> Extract to read:
We cluster the available data sets depending on the similarity of the conditions and on the occurring instability. Here, we use the model to augment five signals of the training data set (referred to as $\beta _n$, the normalized $\beta$ given by $\beta _n = \beta a B_T / I_p$, where $\beta$ is the ratio of plasma pressure to magnetic pressure, $B_T$ is the toroidal magnetic field, $a$ the minor radius and $I_p$ the plasma current; normalized internal inductance $li$; plasma elongation $\kappa$; safety factor $q_{95}$; Greenwald fraction $n/n_G$) for different disruptions: (i) disruptions due to locked modes (LMs) in high $\beta$, low torque plasmas with $n=1$ resonant magnetic perturbations (RMPs) applied (shots 166463, 166464, 166465, 166466, 166468, 166469), (ii) disruptions due to LMs during an RMP edge localized mode (ELM) suppression experiment applied to an ITER-like plasma shape (shots 166452, 166454, 166457, 166460) and (iii) density accumulation events during detachment studies of helium plasmas (shots 166933, 166934, 166937).
For each disruption class, the model is trained on these few available training samples. The choice of signals is influenced by the use case of augmenting the training database for a neural network for disruption prediction, but in general, the method is extendable to any number and any kind of signals.

> Source material:
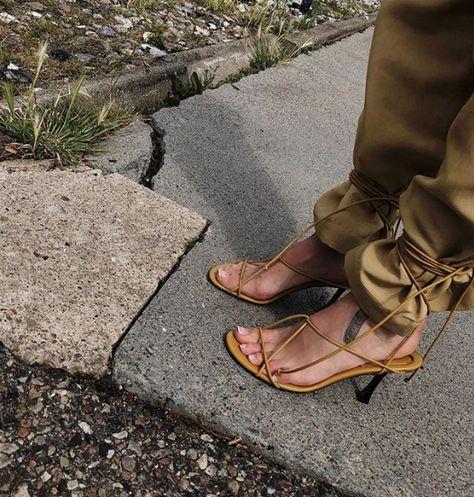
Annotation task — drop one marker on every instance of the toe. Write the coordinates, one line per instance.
(228, 276)
(256, 359)
(246, 335)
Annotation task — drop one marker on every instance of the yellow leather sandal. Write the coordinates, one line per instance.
(407, 364)
(314, 281)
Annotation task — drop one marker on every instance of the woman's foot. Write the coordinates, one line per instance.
(311, 256)
(308, 346)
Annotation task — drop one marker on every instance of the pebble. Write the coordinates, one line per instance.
(192, 454)
(234, 487)
(7, 18)
(72, 484)
(4, 461)
(135, 447)
(202, 462)
(151, 50)
(106, 31)
(45, 477)
(22, 491)
(84, 57)
(39, 440)
(121, 435)
(211, 470)
(85, 428)
(8, 448)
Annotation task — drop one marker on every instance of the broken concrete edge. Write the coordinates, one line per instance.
(200, 60)
(127, 151)
(225, 432)
(142, 89)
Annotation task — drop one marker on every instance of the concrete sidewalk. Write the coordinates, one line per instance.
(252, 158)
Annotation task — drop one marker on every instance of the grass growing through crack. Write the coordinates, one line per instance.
(195, 86)
(65, 129)
(268, 51)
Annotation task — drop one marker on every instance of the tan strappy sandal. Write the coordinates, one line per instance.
(243, 280)
(408, 364)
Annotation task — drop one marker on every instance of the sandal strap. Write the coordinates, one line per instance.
(360, 317)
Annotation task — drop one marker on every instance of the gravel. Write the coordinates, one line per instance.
(66, 436)
(105, 36)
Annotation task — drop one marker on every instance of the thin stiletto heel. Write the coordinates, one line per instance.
(365, 394)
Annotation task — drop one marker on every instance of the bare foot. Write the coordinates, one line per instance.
(311, 256)
(308, 346)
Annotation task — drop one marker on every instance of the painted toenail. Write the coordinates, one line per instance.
(242, 331)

> Explore the material:
1: Answer each question from the passage on disruption signals above.
(a) What is $\beta$ the ratio of?
(b) Which shots are listed for density accumulation events during detachment studies of helium plasmas?
(c) What is the model trained on for each disruption class?
2: According to the passage on disruption signals, what influenced the choice of signals, and is the method limited to those signals? Answer in one to three sentences.

> Exercise answers:
1:
(a) $\beta$ is the ratio of plasma pressure to magnetic pressure.
(b) Shots 166933, 166934 and 166937.
(c) It is trained on the few available training samples for that class.

2: The choice of signals was influenced by the use case of augmenting the training database for a neural network for disruption prediction. The method is not limited to them; in general, it can be extended to any number and any kind of signals.